*TASK STATEMENT*
Transcribe the full listing exactly, and drop every picture.

*RECORDS SUPPLIED*
--- BEGIN ---
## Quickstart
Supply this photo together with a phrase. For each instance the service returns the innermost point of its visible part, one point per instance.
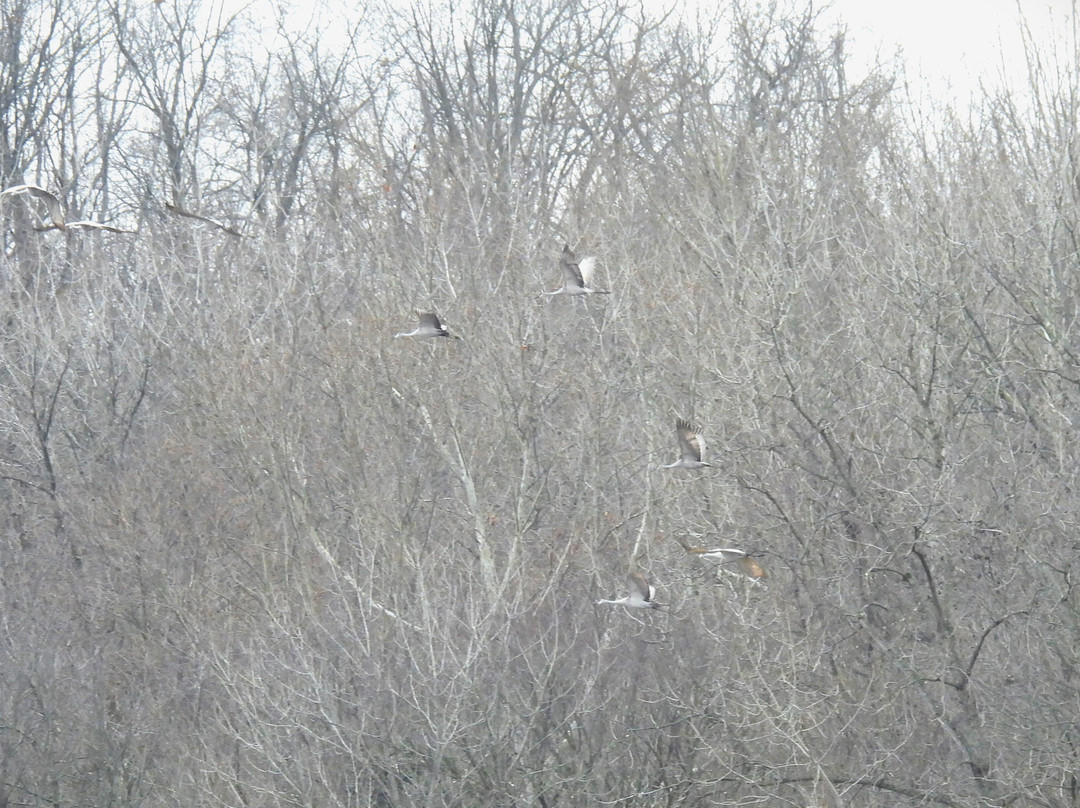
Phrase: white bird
(745, 563)
(640, 594)
(691, 446)
(55, 210)
(429, 326)
(176, 210)
(578, 275)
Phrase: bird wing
(430, 319)
(750, 567)
(99, 226)
(585, 269)
(727, 554)
(691, 444)
(639, 588)
(55, 211)
(199, 217)
(572, 271)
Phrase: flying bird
(745, 563)
(52, 203)
(640, 594)
(176, 210)
(691, 446)
(429, 326)
(579, 275)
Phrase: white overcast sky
(950, 45)
(947, 45)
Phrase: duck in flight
(640, 594)
(579, 275)
(429, 326)
(691, 446)
(56, 214)
(743, 562)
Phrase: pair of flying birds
(578, 281)
(56, 213)
(579, 278)
(58, 217)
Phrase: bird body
(640, 593)
(691, 447)
(429, 326)
(745, 563)
(579, 275)
(56, 214)
(52, 203)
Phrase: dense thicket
(257, 552)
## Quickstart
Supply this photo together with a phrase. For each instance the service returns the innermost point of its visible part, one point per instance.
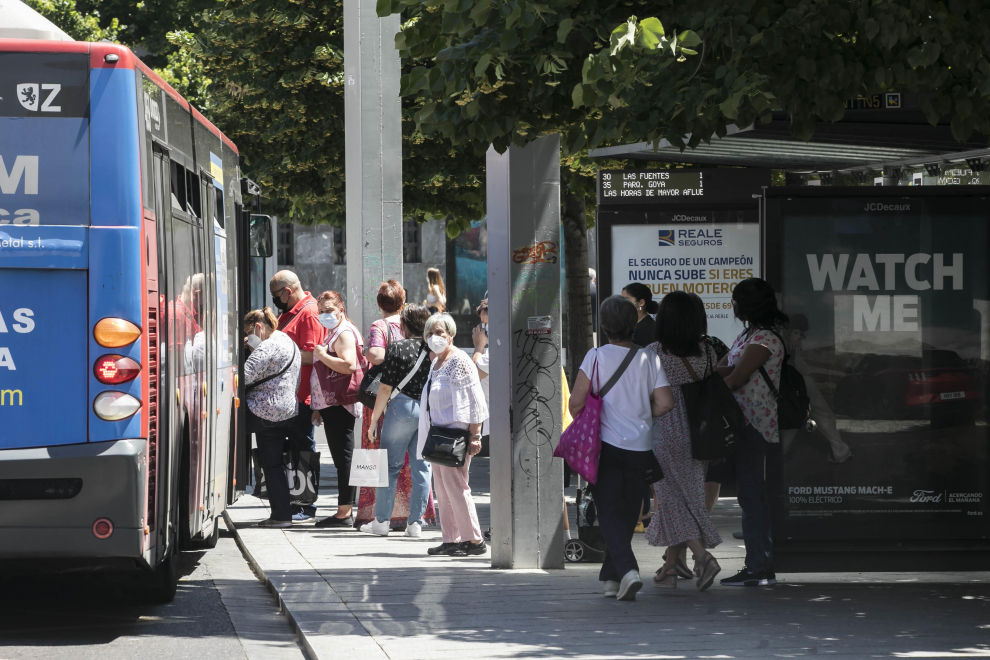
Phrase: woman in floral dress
(682, 518)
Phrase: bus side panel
(115, 199)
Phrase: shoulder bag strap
(763, 371)
(412, 372)
(618, 372)
(687, 365)
(275, 375)
(429, 418)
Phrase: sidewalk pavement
(357, 596)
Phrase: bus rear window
(44, 139)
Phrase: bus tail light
(116, 369)
(114, 333)
(102, 528)
(115, 406)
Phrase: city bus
(121, 237)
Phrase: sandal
(666, 577)
(681, 565)
(708, 569)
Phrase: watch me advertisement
(691, 252)
(890, 327)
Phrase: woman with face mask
(385, 332)
(338, 363)
(452, 398)
(271, 378)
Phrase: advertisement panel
(44, 139)
(702, 252)
(890, 326)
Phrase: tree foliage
(511, 71)
(77, 23)
(277, 72)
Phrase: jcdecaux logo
(22, 322)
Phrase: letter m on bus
(24, 167)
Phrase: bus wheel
(210, 541)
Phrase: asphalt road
(221, 611)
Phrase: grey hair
(617, 318)
(443, 317)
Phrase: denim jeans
(618, 495)
(301, 436)
(400, 433)
(751, 483)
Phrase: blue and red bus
(121, 231)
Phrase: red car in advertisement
(937, 385)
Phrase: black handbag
(372, 381)
(716, 421)
(444, 446)
(302, 471)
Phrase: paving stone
(354, 595)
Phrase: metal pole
(523, 188)
(373, 158)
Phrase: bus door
(210, 362)
(190, 306)
(167, 458)
(216, 412)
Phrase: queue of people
(643, 411)
(428, 385)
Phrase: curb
(307, 649)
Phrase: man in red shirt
(300, 320)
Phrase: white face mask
(437, 344)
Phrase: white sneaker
(375, 527)
(629, 586)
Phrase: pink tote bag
(581, 444)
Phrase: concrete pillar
(523, 187)
(373, 165)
--- END ---
*FINAL RESULT*
## Quickstart
Supply this photo together with a phrase. For each instance the service returns the innermost point of its visible part, one point per instance.
Phrase: white bird
(745, 563)
(640, 594)
(691, 446)
(55, 210)
(429, 326)
(176, 210)
(578, 275)
Phrase: bird wing
(430, 319)
(750, 567)
(99, 226)
(585, 269)
(727, 554)
(691, 444)
(639, 588)
(55, 211)
(199, 217)
(572, 271)
Phrase: flying bird
(745, 563)
(52, 203)
(640, 594)
(176, 210)
(691, 446)
(429, 326)
(579, 275)
Phrase: white overcast sky
(950, 45)
(947, 45)
Phrase: duck in flight
(640, 594)
(579, 275)
(429, 326)
(691, 446)
(56, 214)
(743, 562)
Phrase: pair of flying birds
(578, 281)
(56, 213)
(579, 278)
(58, 217)
Phrase: bird body
(640, 593)
(691, 447)
(429, 326)
(745, 563)
(579, 275)
(56, 214)
(52, 203)
Phrase: dense thicket
(257, 552)
## Quickstart
Supply this photo together with a phrase. For each instance the service returns the innermost point of its visible part, one point per instance.
Phrase: woman in floral dress
(682, 518)
Phrase: bus side panel
(115, 199)
Phrase: shoulder bag strap
(763, 371)
(412, 372)
(618, 372)
(687, 365)
(275, 375)
(429, 418)
Phrase: sidewalk pavement
(357, 596)
Phrase: bus rear window
(44, 139)
Phrase: bus tail light
(116, 369)
(114, 333)
(102, 528)
(115, 406)
Phrase: city bus
(121, 237)
Phrase: sandal
(666, 577)
(681, 565)
(708, 569)
Phrase: watch me advertisement
(691, 252)
(890, 327)
Phrase: woman with face mask
(385, 332)
(338, 363)
(452, 398)
(271, 378)
Phrase: advertisement panel
(44, 139)
(702, 252)
(890, 326)
Phrase: tree foliage
(511, 71)
(77, 23)
(277, 72)
Phrase: jcdecaux logo
(22, 322)
Phrase: letter m on bus
(24, 167)
Phrase: bus wheel
(210, 541)
Phrase: asphalt road
(221, 611)
Phrase: grey hair
(617, 318)
(443, 317)
Phrase: denim jeans
(618, 495)
(301, 436)
(400, 433)
(751, 483)
Phrase: blue and red bus
(121, 231)
Phrase: red car in advertisement
(937, 385)
Phrase: black handbag
(372, 381)
(716, 421)
(444, 446)
(302, 471)
Phrase: paving stone
(354, 595)
Phrase: metal pole
(523, 188)
(373, 158)
Phrase: bus door
(210, 362)
(190, 306)
(167, 458)
(216, 412)
Phrase: queue of people
(643, 411)
(428, 385)
Phrase: curb
(307, 649)
Phrase: man in red shirt
(300, 320)
Phrase: white face mask
(437, 344)
Phrase: white sneaker
(375, 527)
(629, 586)
Phrase: pink tote bag
(581, 444)
Phrase: concrete pillar
(523, 187)
(373, 165)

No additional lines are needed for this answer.